What to work on: Each line from the one with "the snow-covered road" to the final line of the data must be reproduced exactly, and no other line may appear.

(Records for this task begins)

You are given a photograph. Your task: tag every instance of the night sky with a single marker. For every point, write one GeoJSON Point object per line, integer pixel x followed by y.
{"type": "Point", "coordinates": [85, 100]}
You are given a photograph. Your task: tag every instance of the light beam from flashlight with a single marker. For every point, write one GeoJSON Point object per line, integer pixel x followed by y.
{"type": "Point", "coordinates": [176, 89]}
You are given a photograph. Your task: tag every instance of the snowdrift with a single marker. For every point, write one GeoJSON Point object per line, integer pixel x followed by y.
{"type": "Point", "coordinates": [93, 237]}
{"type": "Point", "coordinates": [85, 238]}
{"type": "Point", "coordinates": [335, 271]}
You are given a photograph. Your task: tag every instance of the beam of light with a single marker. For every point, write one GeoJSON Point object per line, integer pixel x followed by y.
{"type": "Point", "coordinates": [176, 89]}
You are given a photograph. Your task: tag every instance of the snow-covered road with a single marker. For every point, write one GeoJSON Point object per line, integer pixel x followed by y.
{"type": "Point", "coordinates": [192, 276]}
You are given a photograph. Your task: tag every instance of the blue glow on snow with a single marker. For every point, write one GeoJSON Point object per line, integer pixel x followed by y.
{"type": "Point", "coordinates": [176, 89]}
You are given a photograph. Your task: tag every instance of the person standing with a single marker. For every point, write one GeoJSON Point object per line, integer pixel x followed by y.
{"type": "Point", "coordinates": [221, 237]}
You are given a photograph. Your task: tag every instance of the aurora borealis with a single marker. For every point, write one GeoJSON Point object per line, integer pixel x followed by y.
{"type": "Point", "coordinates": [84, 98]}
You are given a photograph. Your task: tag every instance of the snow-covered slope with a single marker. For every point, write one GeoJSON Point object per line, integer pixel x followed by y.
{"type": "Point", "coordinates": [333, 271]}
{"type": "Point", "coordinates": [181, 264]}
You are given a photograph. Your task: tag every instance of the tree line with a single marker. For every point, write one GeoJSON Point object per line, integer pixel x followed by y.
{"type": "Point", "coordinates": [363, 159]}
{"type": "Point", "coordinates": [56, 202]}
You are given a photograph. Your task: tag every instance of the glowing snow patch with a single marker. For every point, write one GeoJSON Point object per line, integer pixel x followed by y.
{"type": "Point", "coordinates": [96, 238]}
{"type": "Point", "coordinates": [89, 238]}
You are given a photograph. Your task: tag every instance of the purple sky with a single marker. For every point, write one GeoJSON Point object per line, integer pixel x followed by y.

(Records for this task ends)

Answer to the exercise:
You are given a photograph. Your task: tag every instance of the snow-covered road with a single marker. For every point, write one GeoJSON Point object per line, integer pixel x followed by y.
{"type": "Point", "coordinates": [192, 276]}
You are given a photograph. Your task: tag every instance of the blue glow on snow with a single marker. For every point, write one GeoJSON Point object per line, integer pixel x followed by y.
{"type": "Point", "coordinates": [176, 89]}
You are given a photograph. Your task: tag every instance of the person standing with a single marker. For every point, write one GeoJSON Point object per line, integer pixel x followed by y.
{"type": "Point", "coordinates": [221, 237]}
You are given a photograph. Your task: tag every instance of the aurora borealis with a single marker. For every point, write one GeoJSON Point object per line, integer pixel x followed by y.
{"type": "Point", "coordinates": [84, 98]}
You are given a photograph. Your task: tag every instance of the snow-covered slope with a single marker. For every point, write one GeoJSON Point object per line, integer pixel x followed by y.
{"type": "Point", "coordinates": [333, 271]}
{"type": "Point", "coordinates": [181, 264]}
You are given a photograph. Your task: tag every instance of the tree line with a single marker. For every point, write one GeoJSON Point object per line, integer pixel x followed by y.
{"type": "Point", "coordinates": [363, 159]}
{"type": "Point", "coordinates": [56, 202]}
You are given a photograph. Your task: tag every instance of the glowing snow patch with a single marker. For every point, write one GeoJSON Point object per line, integer pixel x followed by y.
{"type": "Point", "coordinates": [96, 238]}
{"type": "Point", "coordinates": [89, 238]}
You are given a photograph. Your task: tag every instance of the purple sky with a single marker. For every point, write one GeoJSON Point object per line, integer pixel x followed by y.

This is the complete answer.